# [Segmentation mask data]
= Beginning of Section =

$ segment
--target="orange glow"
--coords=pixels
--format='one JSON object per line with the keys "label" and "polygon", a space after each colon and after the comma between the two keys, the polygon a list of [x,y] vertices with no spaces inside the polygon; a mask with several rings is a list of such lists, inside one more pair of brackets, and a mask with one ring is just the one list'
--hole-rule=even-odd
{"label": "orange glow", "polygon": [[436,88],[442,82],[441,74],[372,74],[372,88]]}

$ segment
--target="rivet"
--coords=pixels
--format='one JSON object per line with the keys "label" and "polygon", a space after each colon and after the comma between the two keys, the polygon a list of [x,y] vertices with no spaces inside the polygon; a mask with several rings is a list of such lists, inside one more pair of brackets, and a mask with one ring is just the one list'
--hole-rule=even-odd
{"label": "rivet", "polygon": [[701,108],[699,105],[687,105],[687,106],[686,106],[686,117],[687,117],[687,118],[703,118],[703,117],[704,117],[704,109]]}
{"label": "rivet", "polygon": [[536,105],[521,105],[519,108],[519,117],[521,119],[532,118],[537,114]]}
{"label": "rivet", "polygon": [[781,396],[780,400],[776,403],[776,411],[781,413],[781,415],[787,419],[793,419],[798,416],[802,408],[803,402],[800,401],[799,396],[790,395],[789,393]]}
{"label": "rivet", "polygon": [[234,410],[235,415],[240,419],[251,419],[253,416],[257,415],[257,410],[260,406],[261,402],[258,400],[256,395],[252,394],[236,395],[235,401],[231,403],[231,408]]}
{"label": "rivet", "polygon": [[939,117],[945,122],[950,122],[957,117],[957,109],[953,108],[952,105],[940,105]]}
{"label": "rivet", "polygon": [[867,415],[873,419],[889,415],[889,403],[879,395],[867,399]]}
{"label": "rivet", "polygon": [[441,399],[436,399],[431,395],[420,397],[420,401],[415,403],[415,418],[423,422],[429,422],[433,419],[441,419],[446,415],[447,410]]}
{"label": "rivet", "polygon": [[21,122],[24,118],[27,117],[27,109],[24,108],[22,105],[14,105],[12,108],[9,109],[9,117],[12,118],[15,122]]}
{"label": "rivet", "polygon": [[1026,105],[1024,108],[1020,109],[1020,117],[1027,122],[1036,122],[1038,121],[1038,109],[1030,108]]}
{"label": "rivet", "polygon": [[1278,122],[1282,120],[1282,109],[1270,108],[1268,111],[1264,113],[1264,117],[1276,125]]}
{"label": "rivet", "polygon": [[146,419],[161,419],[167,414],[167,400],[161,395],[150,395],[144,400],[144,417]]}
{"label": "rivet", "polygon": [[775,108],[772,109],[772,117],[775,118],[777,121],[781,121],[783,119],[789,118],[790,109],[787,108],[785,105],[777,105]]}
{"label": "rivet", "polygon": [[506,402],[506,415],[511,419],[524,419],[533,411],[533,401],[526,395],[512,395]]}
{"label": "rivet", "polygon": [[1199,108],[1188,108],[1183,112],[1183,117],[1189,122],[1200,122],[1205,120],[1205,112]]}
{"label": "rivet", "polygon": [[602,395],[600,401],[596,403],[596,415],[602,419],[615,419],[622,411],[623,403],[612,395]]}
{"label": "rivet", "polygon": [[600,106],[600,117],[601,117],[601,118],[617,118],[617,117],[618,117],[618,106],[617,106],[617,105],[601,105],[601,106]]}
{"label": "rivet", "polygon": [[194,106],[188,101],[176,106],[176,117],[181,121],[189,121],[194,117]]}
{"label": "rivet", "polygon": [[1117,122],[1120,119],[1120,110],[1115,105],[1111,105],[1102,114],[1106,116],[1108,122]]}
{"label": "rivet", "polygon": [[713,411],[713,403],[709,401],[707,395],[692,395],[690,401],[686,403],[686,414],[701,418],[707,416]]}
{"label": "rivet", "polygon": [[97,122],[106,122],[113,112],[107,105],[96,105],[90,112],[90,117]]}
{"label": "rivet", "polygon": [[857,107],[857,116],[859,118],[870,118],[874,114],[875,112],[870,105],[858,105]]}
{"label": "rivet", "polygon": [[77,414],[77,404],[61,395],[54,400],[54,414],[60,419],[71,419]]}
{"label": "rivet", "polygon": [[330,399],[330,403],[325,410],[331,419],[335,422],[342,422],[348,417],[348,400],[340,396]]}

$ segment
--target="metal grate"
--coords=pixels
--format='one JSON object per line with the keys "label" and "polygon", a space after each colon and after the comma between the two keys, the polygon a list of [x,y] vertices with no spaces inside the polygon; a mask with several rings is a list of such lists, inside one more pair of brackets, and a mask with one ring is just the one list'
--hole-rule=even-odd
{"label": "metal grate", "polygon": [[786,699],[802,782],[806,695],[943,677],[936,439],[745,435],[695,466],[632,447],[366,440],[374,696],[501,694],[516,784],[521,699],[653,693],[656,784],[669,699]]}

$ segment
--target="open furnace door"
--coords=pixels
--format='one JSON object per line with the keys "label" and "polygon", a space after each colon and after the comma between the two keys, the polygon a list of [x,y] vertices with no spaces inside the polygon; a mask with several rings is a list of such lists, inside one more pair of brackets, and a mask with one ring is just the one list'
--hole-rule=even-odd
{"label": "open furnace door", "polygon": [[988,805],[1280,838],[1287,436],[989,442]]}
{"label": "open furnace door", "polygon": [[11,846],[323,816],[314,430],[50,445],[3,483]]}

= End of Section =

# [Problem requirements]
If a line of the records above holds the string "target", count it; then state only how many such lines there are.

# [Written answer]
4